#### Stored records:
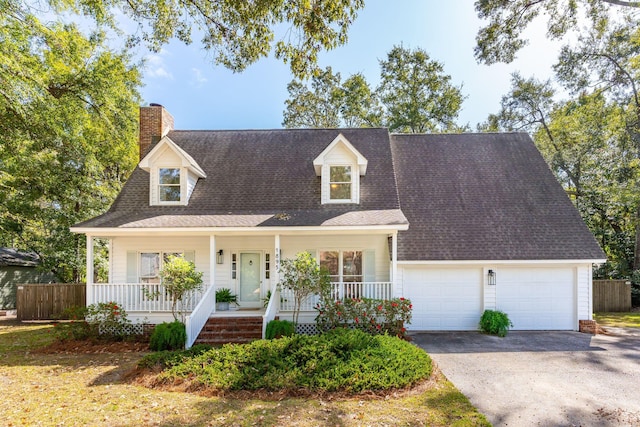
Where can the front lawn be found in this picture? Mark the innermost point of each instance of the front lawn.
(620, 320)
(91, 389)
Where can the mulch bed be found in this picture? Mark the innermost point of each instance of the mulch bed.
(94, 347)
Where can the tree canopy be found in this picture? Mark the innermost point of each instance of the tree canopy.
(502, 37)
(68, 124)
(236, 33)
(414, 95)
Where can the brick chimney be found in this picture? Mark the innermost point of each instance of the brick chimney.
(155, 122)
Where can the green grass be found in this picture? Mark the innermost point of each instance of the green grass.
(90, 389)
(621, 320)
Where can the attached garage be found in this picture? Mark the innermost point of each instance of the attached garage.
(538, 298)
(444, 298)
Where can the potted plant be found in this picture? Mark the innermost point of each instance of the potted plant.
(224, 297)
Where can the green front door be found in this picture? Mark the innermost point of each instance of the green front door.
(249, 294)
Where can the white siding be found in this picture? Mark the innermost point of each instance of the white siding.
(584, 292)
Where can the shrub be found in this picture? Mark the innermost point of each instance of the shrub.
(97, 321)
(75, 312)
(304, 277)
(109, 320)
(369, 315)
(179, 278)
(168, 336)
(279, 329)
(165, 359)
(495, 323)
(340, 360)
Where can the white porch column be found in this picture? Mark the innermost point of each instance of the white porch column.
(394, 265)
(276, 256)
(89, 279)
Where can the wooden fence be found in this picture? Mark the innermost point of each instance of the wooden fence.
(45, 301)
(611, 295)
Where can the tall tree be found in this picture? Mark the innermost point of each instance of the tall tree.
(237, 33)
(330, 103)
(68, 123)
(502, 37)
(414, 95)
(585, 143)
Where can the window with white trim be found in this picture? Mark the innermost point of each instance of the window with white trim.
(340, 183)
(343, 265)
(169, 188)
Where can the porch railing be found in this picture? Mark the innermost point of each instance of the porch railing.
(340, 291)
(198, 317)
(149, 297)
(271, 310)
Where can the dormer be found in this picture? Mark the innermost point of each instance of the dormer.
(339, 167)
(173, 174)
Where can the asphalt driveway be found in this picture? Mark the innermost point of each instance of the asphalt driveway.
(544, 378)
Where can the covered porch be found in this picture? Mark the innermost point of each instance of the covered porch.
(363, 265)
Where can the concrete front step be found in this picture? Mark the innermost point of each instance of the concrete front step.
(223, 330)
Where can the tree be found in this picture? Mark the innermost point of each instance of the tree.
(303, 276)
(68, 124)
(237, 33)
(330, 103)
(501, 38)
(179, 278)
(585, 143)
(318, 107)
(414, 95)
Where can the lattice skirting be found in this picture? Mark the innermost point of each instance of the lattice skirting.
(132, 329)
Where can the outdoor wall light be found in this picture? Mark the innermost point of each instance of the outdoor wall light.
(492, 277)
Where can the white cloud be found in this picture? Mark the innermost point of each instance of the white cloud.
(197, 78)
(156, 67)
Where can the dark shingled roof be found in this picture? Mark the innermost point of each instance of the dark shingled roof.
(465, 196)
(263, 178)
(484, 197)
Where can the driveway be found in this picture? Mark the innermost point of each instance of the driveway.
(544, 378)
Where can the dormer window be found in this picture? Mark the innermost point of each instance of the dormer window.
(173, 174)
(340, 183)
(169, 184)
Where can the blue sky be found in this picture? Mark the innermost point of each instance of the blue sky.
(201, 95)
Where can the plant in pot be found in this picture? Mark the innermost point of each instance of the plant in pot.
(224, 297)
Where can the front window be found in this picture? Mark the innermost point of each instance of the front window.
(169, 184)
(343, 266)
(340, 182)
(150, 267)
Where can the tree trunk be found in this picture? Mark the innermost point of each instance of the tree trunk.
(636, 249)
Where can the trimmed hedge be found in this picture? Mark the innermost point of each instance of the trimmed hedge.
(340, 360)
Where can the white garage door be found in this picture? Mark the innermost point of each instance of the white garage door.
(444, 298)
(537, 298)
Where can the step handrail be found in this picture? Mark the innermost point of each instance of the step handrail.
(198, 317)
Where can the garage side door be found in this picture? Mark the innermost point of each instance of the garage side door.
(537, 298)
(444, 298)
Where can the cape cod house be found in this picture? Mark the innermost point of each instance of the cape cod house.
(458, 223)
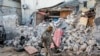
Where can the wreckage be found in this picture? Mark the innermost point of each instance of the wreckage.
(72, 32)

--

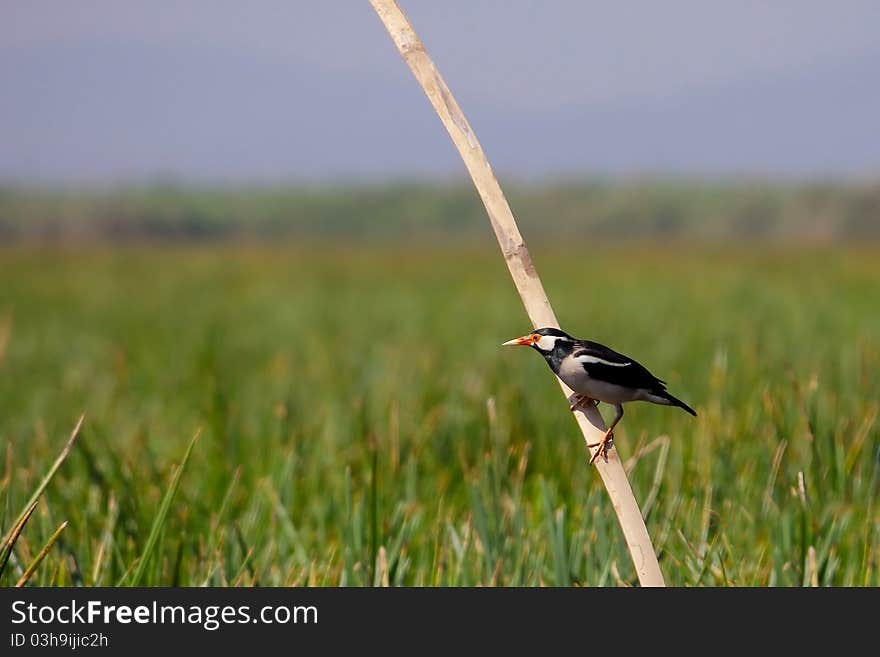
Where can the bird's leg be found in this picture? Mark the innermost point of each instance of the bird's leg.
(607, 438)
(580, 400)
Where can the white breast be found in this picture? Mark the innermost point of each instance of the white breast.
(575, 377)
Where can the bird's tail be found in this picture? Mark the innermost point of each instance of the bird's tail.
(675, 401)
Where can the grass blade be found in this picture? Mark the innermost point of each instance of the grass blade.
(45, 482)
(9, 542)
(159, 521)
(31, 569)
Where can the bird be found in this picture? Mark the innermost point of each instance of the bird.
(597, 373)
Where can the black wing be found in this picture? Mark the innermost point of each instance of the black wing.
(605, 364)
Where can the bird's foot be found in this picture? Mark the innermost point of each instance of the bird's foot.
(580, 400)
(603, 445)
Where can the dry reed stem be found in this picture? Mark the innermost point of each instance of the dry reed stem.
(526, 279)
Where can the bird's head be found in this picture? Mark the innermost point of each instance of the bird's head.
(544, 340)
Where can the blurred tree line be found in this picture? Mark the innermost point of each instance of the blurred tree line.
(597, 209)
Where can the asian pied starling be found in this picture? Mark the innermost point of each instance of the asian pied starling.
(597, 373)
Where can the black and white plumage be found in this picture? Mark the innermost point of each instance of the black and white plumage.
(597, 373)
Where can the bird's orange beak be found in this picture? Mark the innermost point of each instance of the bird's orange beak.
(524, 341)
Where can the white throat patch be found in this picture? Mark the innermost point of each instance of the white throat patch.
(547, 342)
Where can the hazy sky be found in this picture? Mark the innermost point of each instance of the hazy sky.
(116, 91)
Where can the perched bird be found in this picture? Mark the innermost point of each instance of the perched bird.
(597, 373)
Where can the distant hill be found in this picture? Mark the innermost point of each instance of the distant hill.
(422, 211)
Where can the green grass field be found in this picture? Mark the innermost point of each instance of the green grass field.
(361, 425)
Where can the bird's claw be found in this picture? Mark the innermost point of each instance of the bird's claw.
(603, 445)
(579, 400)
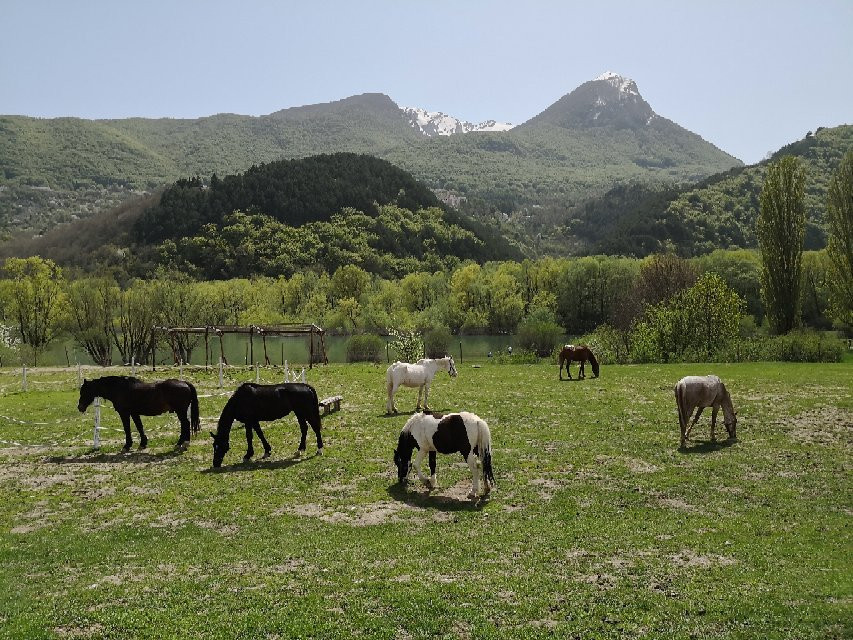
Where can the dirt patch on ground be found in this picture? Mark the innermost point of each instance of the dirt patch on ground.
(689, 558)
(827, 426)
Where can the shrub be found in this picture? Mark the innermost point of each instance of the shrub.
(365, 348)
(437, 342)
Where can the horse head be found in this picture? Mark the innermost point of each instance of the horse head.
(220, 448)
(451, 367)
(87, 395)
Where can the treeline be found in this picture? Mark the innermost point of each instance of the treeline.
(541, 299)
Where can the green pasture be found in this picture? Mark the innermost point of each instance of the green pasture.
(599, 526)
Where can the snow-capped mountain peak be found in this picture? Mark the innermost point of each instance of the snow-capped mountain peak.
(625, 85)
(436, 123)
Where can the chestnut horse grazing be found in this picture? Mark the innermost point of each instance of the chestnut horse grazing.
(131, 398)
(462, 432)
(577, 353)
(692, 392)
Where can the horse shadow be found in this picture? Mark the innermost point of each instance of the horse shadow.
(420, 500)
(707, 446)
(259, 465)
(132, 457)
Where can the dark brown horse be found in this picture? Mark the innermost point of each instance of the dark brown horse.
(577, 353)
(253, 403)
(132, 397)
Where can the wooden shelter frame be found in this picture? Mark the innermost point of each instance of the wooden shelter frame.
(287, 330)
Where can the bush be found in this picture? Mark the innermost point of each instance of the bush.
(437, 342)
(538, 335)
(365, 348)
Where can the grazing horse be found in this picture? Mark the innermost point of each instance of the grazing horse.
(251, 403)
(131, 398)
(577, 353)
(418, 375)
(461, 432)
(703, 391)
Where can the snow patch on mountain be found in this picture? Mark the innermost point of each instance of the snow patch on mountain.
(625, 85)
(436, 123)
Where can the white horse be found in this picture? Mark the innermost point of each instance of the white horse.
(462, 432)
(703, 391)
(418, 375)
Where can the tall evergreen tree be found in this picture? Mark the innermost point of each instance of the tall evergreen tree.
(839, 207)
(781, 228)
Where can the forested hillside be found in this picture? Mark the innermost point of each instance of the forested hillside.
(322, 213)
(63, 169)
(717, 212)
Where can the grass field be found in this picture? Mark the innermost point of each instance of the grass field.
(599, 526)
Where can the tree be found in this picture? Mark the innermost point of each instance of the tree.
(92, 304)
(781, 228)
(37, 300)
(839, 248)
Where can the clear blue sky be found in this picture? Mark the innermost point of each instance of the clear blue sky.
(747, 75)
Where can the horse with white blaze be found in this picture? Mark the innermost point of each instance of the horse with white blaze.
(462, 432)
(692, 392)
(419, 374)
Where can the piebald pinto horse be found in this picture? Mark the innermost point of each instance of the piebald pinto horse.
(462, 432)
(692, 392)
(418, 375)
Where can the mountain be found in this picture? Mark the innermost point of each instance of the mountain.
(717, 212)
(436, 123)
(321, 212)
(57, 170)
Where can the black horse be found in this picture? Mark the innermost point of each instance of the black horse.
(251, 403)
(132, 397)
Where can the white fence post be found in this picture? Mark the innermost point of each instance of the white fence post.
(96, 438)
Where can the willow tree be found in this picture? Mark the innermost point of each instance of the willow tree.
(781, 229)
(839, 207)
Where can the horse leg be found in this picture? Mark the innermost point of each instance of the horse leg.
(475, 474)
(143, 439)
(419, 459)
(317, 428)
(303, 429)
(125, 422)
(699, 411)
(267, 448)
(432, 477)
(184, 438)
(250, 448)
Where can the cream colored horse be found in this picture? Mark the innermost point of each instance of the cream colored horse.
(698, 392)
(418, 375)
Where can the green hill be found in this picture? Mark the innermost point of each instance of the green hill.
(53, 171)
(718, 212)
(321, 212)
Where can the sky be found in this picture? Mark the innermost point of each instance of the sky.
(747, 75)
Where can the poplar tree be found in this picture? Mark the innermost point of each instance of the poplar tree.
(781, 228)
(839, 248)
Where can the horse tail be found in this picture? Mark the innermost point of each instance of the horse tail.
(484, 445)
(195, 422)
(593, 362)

#### Written instruction:
List every line in the entries above that contains the word "patch", copying each line in full.

#### Solution for this problem:
Where can the white throat patch be found in this picture? Mark the innermost point of each instance of the white throat patch.
Where can the dirt patch on ground be found in this picture? Mark the innermost point of each instance of the dirt patch on ground.
Where can the snow patch on mountain be found in this picture? Mark the innermost point of each instance of the snow patch on mountain.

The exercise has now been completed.